# Ideal time to bring home puppy



## DebW (Jun 11, 2013)

I had read that it was better to leave small breed dogs with their mothers a little longer, so I thought something like 10 weeks would be optimal to pick up my new fur baby. 

However, I just read through Ian Dunbar's puppy guide, and he advises that 8 weeks is preferable to a little older. 

Is that the common sentiment among Havanese knowledgable folks? Picking up my boy a little earlier is certainly ok with me!


----------



## jabojenny (Sep 18, 2011)

I think the consensus for most here would be to wait. I got Timmy at 10 weeks, but I know others have picked their's up at 8 weeks. I'm sure others will chime in with their two cents, I guess there are pros and cons with both sides.


----------



## Tom King (Aug 2, 2006)

Leave it up to your breeder. Some are good to go at 8 weeks, to an experienced home, and others are better off staying for a couple of more weeks. There is no one ideal time for every puppy in every home.


----------



## krandall (Jun 11, 2009)

To add to what Tom said, I think it is also REALLY important to know HOW your breeder is socializing and preparing your pup for their adult life. If you have a breeder who takes their job seriously, does LOTS of socialization, potty trains (regardless of chosen system) crate trains, gets them used to different surfaces and different experiences, it's fine, maybe preferable, to leave them with the breeder a little longer. 

If you have a breeder who, no matter how well-meaning, "over-shelters" the puppies, may love them to death, but keeps them mostly in an ex-pen with no other experiences and very few outside people coming into the home, you'd better get your hands on that puppy ASAP to start that critical early socialization and other important early training. That extra 4 weeks between 8 & 12 weeks can make a HUGE difference.

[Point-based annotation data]

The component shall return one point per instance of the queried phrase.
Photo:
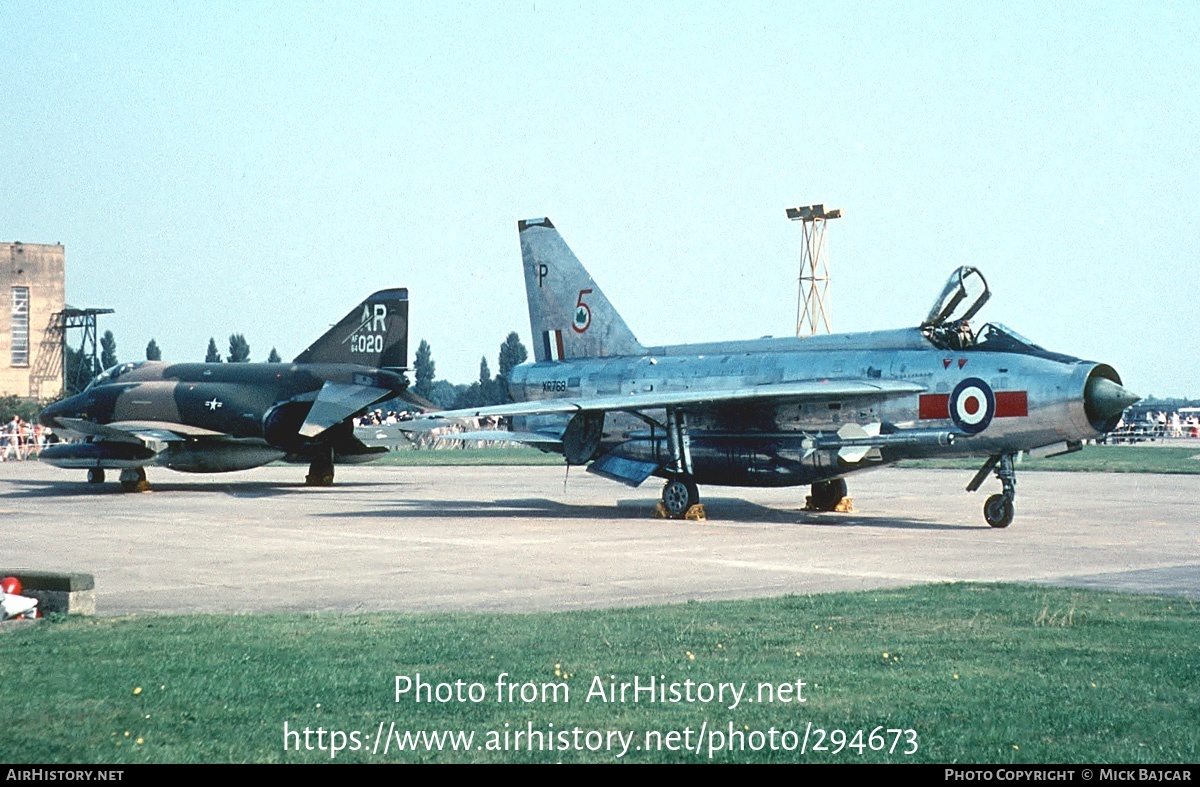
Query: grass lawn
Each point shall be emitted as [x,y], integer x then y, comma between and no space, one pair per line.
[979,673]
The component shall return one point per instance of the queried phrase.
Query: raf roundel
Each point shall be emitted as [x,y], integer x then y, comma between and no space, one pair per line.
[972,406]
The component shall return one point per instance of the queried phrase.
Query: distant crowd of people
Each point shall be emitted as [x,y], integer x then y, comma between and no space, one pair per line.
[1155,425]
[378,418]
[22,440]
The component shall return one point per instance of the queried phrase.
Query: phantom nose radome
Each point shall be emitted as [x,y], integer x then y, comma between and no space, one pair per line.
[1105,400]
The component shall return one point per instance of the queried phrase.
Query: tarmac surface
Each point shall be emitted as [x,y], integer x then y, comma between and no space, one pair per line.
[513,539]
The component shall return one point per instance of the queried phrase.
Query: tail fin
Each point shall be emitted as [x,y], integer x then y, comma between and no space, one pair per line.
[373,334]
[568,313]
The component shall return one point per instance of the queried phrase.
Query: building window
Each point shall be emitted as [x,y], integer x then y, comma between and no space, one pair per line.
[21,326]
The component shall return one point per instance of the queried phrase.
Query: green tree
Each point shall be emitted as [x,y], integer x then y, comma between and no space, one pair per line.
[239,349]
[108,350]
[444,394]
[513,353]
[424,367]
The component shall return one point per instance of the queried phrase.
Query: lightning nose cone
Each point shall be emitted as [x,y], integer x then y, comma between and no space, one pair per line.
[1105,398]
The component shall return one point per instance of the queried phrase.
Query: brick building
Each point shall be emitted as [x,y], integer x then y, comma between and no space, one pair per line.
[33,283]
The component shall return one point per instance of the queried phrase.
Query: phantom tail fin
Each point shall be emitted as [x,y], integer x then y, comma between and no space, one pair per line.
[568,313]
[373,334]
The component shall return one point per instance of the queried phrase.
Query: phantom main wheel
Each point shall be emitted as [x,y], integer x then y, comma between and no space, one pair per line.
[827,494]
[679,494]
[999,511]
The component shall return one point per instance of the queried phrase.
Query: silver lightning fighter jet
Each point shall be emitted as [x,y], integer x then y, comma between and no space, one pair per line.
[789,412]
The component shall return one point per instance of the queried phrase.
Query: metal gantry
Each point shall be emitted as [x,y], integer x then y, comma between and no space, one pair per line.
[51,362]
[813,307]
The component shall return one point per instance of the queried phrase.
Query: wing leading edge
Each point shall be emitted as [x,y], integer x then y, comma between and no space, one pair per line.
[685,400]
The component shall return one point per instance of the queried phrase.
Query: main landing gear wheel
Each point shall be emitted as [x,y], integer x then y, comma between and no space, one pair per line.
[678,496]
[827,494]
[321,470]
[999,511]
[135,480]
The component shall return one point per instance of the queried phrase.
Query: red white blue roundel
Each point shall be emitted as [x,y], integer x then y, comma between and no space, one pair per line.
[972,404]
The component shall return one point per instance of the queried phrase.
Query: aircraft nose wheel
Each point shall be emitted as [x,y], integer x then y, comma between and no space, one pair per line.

==

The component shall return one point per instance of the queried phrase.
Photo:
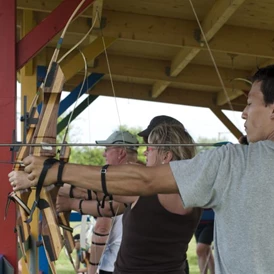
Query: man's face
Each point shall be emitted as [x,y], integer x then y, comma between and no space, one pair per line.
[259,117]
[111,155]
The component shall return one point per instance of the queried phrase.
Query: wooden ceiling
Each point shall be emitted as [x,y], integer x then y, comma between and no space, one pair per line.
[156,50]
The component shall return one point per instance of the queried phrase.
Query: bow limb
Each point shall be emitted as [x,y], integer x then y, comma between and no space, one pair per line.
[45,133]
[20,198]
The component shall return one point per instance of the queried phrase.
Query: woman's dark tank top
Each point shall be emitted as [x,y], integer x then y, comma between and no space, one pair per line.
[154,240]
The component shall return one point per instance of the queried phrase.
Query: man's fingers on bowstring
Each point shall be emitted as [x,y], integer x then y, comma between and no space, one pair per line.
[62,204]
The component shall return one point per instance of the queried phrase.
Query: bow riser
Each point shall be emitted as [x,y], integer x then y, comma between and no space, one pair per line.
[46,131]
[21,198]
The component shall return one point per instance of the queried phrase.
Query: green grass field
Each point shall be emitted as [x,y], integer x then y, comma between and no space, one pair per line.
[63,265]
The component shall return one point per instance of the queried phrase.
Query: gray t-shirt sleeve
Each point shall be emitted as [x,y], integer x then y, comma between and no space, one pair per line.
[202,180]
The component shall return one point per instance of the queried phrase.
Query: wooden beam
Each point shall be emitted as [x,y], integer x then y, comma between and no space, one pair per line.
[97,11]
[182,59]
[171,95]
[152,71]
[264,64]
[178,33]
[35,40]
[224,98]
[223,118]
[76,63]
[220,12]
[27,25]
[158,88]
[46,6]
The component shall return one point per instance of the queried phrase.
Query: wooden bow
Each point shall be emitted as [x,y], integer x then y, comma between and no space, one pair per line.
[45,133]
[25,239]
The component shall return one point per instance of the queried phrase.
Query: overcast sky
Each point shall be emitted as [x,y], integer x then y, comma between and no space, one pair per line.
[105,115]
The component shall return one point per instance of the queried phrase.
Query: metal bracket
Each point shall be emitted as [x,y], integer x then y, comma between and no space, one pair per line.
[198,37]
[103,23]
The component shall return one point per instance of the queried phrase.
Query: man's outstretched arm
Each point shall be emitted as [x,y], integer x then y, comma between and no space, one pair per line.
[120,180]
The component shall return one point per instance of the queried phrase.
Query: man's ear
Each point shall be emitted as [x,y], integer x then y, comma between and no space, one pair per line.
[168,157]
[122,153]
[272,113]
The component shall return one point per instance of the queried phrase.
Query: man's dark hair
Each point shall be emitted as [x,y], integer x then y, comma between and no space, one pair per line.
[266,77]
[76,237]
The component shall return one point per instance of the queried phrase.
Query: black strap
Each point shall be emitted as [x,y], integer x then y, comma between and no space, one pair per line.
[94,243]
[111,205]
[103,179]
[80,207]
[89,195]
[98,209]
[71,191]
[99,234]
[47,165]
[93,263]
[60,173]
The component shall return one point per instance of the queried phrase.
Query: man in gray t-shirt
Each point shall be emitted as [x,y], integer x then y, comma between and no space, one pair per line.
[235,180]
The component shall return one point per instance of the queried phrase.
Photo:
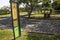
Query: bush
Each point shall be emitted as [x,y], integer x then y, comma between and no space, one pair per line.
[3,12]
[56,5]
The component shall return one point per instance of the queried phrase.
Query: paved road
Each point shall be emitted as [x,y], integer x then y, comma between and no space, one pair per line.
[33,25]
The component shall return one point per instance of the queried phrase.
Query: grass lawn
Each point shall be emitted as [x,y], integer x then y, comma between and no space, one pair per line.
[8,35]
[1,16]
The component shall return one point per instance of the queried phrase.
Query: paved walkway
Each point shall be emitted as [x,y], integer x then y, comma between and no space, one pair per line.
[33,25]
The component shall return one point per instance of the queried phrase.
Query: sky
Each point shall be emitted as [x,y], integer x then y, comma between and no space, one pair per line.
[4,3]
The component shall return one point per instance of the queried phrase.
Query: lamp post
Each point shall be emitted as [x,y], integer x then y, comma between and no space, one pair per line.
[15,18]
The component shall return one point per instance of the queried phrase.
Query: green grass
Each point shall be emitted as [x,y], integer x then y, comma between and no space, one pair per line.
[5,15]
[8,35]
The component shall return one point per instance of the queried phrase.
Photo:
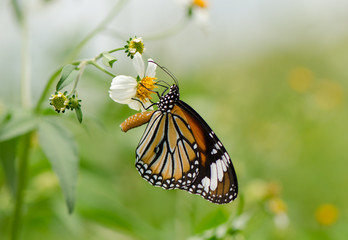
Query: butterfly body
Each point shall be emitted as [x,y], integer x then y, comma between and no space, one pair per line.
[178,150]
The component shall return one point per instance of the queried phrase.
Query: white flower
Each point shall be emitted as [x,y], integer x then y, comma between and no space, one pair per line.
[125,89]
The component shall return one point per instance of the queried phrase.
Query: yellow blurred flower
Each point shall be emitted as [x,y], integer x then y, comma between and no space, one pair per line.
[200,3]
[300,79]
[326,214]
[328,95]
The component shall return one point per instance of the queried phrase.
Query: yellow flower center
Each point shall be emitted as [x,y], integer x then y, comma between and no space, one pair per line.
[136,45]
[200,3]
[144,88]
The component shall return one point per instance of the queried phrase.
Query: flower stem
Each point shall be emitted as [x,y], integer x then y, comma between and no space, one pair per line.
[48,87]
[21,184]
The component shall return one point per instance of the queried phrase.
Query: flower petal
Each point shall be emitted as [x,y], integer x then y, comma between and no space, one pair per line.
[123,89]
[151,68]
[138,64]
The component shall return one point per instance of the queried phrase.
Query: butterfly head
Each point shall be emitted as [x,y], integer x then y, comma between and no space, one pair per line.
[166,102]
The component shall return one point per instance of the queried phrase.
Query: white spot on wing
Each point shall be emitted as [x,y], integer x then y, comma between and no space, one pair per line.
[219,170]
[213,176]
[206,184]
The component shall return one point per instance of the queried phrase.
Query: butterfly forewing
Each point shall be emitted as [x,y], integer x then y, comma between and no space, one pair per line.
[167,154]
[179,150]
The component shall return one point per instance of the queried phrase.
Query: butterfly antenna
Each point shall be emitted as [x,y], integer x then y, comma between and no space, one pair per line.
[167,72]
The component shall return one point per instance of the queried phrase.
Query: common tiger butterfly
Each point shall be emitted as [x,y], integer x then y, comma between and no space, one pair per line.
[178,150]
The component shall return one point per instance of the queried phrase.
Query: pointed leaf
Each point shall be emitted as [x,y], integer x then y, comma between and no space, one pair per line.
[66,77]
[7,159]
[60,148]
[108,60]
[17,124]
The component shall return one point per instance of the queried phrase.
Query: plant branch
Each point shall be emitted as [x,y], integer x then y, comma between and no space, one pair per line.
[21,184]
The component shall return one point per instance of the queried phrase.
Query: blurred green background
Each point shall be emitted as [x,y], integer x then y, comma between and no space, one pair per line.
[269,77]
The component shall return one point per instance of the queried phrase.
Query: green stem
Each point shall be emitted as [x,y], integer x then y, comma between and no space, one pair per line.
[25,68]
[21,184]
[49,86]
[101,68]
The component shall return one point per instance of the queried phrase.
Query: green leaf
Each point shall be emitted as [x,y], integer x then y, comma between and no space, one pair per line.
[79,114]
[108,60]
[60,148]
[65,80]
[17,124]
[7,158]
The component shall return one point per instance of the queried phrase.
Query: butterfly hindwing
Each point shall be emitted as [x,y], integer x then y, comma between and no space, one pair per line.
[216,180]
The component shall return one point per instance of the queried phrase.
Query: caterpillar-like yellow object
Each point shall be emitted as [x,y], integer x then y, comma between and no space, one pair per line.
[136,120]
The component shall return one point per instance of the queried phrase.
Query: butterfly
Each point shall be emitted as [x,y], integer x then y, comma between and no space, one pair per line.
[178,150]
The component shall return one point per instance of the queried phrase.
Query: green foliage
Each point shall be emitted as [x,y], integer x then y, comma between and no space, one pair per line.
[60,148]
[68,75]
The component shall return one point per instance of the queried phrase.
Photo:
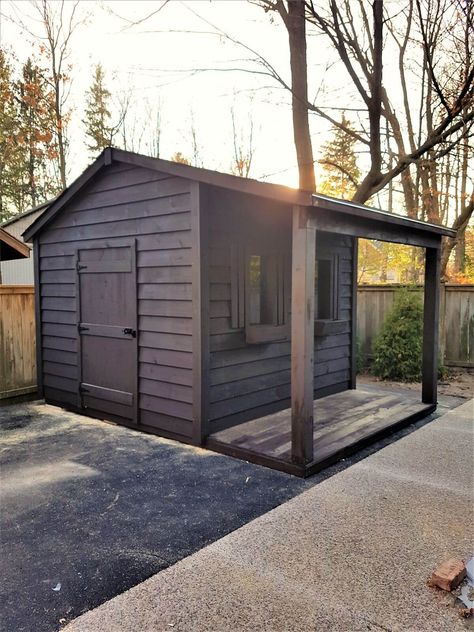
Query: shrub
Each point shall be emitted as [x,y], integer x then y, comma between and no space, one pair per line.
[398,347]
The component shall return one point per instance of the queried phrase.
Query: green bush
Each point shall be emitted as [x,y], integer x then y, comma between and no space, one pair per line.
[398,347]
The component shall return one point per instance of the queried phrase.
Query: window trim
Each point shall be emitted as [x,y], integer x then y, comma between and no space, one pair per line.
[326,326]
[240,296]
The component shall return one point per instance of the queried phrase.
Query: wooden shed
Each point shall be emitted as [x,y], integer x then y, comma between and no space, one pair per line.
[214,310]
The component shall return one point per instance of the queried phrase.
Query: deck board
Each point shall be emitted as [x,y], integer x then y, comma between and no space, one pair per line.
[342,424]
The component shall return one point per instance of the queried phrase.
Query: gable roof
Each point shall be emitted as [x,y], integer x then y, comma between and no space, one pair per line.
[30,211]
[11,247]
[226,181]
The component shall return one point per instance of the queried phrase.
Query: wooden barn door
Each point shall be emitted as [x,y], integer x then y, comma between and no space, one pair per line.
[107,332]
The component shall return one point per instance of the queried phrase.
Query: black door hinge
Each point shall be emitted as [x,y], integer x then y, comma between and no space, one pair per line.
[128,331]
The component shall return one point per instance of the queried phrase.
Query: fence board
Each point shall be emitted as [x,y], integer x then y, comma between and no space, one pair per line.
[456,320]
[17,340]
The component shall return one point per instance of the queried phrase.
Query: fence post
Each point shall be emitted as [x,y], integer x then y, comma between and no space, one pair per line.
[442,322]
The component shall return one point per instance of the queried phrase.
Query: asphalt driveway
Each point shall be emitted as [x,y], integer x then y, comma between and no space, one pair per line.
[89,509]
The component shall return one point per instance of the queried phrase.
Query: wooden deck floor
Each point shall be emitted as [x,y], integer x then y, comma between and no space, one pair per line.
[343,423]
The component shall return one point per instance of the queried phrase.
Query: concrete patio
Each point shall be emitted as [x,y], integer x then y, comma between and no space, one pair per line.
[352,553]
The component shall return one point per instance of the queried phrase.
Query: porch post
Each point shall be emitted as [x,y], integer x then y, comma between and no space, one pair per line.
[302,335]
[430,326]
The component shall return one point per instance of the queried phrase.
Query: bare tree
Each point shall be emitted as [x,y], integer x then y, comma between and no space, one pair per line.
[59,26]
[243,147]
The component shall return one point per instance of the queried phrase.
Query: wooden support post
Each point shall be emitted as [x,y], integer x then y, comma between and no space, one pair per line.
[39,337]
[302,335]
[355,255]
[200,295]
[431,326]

» **Written task**:
In the thread about when to bring a puppy home, at what age did jabojenny get Timmy?

» **Solution for this problem**:
At 10 weeks.